Compito da svolgere 1 - Duplica il passo del testo di lettura compreso tra "Ma di fronte" e "traballanti nella fede.", estremi inclusi.
Compito da svolgere 2 - Nel testo di lettura, il paragrafo che inizia con "Forse. In apparenza" indica alcuni segni di vita e di speranza. Elencali tutti.

Testo di lettura -

____

Ma di fronte alla violenza, alla guerra, questa speranza non sembra un po’ lontana?

Forse. In apparenza, la morte, la guerra, le divisioni sembrano toccarci con più evidenza. Ma stando qui, vivendo in questa realtà, ci si accorge che oltre alla divisione c’è anche tanta condivisione; che oltre alla morte, vi sono anche tanti segnali di vita e di speranza di molta gente che nonostante tutto continua a vivere, credere e scommettere nel rapporto con l’altro. Vi sono associazioni israeliane e palestinesi che si incontrano; scuole che si gemellano; ragazzi musulmani, cristiani e anche ebrei che studiano insieme; gente che continua a credere nella convivenza. Questi piccoli segni di vita e di speranza, forse - questo lo concedo - sono pochi. Ma sono un piccolo punto dal quale si può partire. In fondo anche quando Gesù è risorto, i discepoli erano pochi e un po’ più traballanti nella fede.

Un piccolo esempio: di recente c’è stato un convegno di studio, organizzato da un’associazione israelo-palestinese che ha messo insieme cristiani, ebrei e musulmani. Lo studio era sulle radici cristiane della nostra società, fatto in collaborazione con i salesiani. Erano poche decine di persone, un gruppo piccolissimo, ma si sono incontrati un ex generale israeliano e un ex partigiano palestinese. L’ex generale era governatore dei Territori occupati; l’ex partigiano ha lottato per la causa palestinese, è stato in carcere per molto tempo, ha avuto vittime fra i membri della sua famiglia. Eppure si sono incontrati per parlare di Gesù.

E qual è l’impatto che ha una cosa del genere?

____

[Voci di dati salvate]
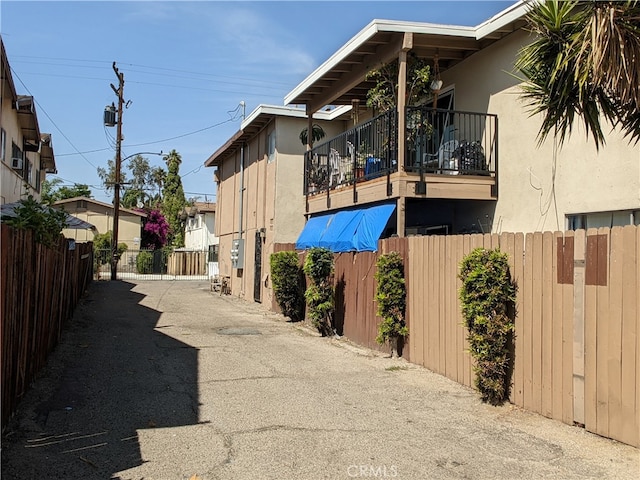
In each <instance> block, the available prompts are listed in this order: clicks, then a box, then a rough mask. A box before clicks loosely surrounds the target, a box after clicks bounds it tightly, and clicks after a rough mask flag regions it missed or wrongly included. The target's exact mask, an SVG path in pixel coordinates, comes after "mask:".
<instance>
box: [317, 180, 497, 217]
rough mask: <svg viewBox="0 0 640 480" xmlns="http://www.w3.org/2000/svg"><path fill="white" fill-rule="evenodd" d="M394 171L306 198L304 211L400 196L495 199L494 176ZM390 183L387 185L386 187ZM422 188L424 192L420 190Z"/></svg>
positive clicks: (322, 192) (469, 199) (323, 211)
mask: <svg viewBox="0 0 640 480" xmlns="http://www.w3.org/2000/svg"><path fill="white" fill-rule="evenodd" d="M423 179H424V187H425V188H424V189H421V188H420V185H421V184H420V174H418V173H413V172H394V173H391V174H390V175H389V178H387V176H386V175H384V176H380V177H377V178H374V179H371V180H366V181H362V182H356V184H355V188H354V185H353V183H352V184H349V185H339V186H338V187H336V188H332V189H329V190H324V191H321V192H319V193H317V194H310V195H308V196H307V197H306V202H305V203H306V212H307V213H308V214H317V213H322V212H327V211H331V210H337V209H341V208H348V207H353V206H356V205H366V204H371V203H376V202H383V201H389V200H397V199H399V198H402V197H404V198H421V199H429V198H440V199H465V200H497V198H498V195H497V188H496V186H497V183H496V178H495V176H487V175H445V174H424V175H423ZM388 183H390V187H391V188H388V187H389V185H388ZM421 191H424V193H421Z"/></svg>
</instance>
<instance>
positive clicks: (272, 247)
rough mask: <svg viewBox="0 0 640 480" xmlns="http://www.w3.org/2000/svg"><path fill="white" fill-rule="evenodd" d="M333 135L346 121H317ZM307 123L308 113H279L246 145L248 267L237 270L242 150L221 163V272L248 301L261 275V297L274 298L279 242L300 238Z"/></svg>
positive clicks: (220, 223) (243, 235)
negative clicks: (271, 141)
mask: <svg viewBox="0 0 640 480" xmlns="http://www.w3.org/2000/svg"><path fill="white" fill-rule="evenodd" d="M315 123H319V124H321V125H322V126H323V128H324V129H325V132H326V133H327V138H330V137H332V136H334V135H336V134H338V133H339V132H341V131H342V129H343V128H344V126H345V125H344V122H337V123H334V124H333V125H330V124H328V123H327V122H323V121H320V120H318V121H315ZM306 126H307V120H306V119H303V118H289V117H284V116H279V117H276V119H275V120H273V121H271V122H270V123H269V124H267V125H266V126H265V128H264V129H263V130H261V131H260V132H259V133H258V134H257V135H256V136H255V137H254V138H252V139H251V140H250V141H249V142H247V144H246V145H245V148H244V155H245V159H244V180H243V181H244V190H243V193H244V195H243V201H242V238H243V239H244V242H245V256H244V268H243V269H242V270H238V269H233V268H232V265H231V260H230V255H231V245H232V242H233V240H234V239H236V238H239V237H240V233H239V226H238V225H239V222H240V185H241V184H240V182H241V176H242V175H241V173H240V170H241V169H240V155H241V152H240V151H237V152H236V153H235V154H234V156H233V157H232V158H229V159H227V160H225V161H224V162H223V164H222V165H221V166H219V167H217V168H218V173H217V176H218V178H219V180H220V183H219V184H218V189H217V199H216V208H217V210H216V229H217V230H216V231H217V232H218V235H219V239H220V250H219V252H220V255H219V264H220V274H221V275H224V276H228V277H230V278H231V293H232V294H233V295H237V296H241V297H243V298H245V299H247V300H250V301H252V300H253V299H254V285H255V282H256V280H258V281H259V284H260V298H261V300H262V302H263V303H265V304H270V303H271V296H272V292H271V282H270V277H269V259H270V255H271V253H273V245H274V243H281V242H295V241H296V240H297V238H298V235H299V234H300V232H301V231H302V228H303V227H304V223H305V218H304V197H303V195H302V184H303V171H304V168H303V158H304V157H303V155H304V151H305V146H304V145H302V144H301V142H300V139H299V135H300V131H301V130H302V129H303V128H305V127H306ZM272 132H275V135H276V153H275V156H274V158H273V160H271V161H269V159H268V152H267V144H268V142H267V138H268V136H269V135H270V134H272ZM261 229H264V234H263V237H262V238H261V239H260V241H261V247H262V262H261V269H262V271H261V273H260V276H259V278H258V279H256V268H255V267H256V265H255V253H256V232H257V231H258V232H259V231H260V230H261Z"/></svg>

____

La tua soluzione 1 -
Ma di fronte alla violenza, alla guerra, questa speranza non sembra un po’ lontana?

Forse. In apparenza, la morte, la guerra, le divisioni sembrano toccarci con più evidenza. Ma stando qui, vivendo in questa realtà, ci si accorge che oltre alla divisione c’è anche tanta condivisione; che oltre alla morte, vi sono anche tanti segnali di vita e di speranza di molta gente che nonostante tutto continua a vivere, credere e scommettere nel rapporto con l’altro. Vi sono associazioni israeliane e palestinesi che si incontrano; scuole che si gemellano; ragazzi musulmani, cristiani e anche ebrei che studiano insieme; gente che continua a credere nella convivenza. Questi piccoli segni di vita e di speranza, forse - questo lo concedo - sono pochi. Ma sono un piccolo punto dal quale si può partire. In fondo anche quando Gesù è risorto, i discepoli erano pochi e un po’ più traballanti nella fede.

La tua soluzione 2 -
- associazioni israeliane e palestinesi che si incontrano
- scuole che si gemellano
- ragazzi musulmani, cristiani e anche ebrei che studiano insieme
- gente che continua a credere nella convivenza